**WORK INSTRUCTIONS**
Convert the records below into a JSON list of strings, one string per line, starting at the first line of the records and ending at the line that contains "x=433 y=277", with both ends included. Omit blank lines.

**STORED DATA**
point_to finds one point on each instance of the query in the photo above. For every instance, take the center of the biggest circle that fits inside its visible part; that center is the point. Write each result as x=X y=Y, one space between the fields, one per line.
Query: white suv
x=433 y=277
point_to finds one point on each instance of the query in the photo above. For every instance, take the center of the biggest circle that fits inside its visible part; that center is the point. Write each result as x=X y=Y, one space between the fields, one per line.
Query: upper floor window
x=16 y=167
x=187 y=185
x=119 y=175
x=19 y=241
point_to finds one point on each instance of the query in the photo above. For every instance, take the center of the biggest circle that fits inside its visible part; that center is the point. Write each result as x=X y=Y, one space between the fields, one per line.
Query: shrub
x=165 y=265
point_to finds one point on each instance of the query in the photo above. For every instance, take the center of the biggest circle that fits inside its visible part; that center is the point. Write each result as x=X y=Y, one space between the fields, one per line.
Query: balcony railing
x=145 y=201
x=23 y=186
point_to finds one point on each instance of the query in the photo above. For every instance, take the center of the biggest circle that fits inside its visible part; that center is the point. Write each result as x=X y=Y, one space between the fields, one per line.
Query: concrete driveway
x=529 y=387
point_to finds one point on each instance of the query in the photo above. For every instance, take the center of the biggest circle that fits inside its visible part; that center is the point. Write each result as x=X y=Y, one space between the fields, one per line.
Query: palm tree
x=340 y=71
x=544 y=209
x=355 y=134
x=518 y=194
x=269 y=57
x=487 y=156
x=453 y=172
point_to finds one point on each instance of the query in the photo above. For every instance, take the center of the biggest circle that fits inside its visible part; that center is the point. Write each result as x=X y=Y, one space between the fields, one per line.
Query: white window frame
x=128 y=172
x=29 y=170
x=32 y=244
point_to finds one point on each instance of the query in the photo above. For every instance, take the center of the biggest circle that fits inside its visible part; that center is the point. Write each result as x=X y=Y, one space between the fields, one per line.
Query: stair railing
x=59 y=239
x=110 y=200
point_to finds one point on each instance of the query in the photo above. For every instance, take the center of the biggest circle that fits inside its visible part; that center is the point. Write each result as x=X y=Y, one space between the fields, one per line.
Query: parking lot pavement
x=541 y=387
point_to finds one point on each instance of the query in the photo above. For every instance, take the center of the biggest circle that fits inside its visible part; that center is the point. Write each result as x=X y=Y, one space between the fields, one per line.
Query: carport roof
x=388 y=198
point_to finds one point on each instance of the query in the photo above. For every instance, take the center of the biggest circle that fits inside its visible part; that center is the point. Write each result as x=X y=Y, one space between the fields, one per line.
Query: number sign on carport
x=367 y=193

**TASK ANSWER**
[
  "point_to finds one point on each instance of the query in the photo above. For every instance, take the center of the biggest circle that fits inside its visible part; that center is the point. Write each result as x=X y=Y, one space between the fields, one per line.",
  "Query: white suv",
  "x=433 y=277"
]